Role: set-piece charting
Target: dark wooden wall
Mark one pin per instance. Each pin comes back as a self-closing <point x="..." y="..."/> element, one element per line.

==

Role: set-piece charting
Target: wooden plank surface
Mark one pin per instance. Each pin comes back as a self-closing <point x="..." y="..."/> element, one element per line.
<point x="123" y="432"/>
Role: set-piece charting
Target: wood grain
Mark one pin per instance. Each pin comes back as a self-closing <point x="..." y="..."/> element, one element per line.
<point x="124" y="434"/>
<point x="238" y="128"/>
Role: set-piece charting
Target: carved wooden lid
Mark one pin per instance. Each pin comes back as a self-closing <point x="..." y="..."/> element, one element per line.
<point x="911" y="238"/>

* * *

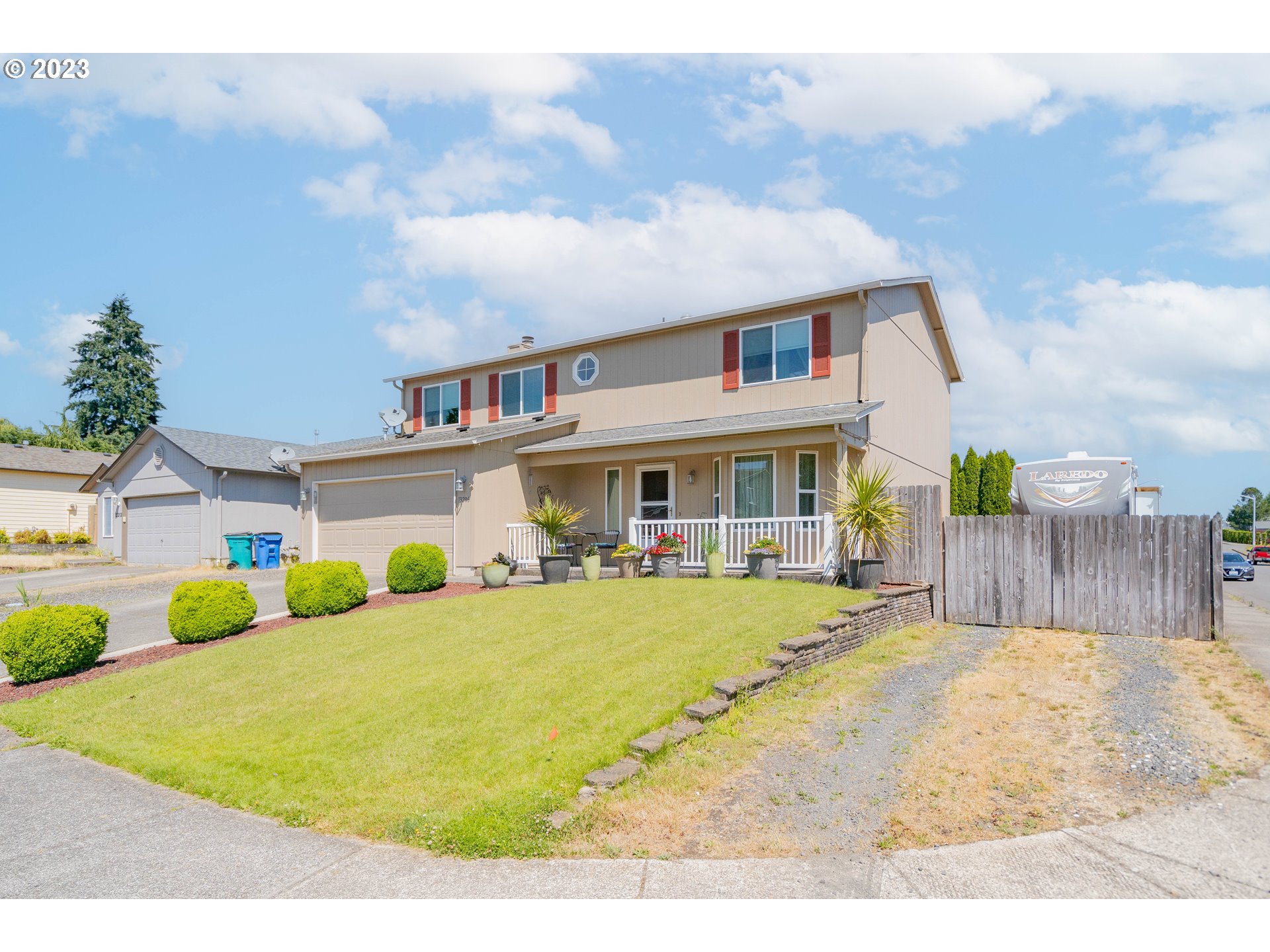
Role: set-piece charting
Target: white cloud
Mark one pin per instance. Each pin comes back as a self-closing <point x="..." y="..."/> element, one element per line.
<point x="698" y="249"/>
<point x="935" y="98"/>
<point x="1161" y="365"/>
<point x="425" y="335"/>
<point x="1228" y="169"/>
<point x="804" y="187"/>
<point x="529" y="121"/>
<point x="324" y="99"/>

**Short task**
How many lines in the entries above contain the string "wooden"? Matching is case-sensitive. Reply with the number alone.

**Result below**
3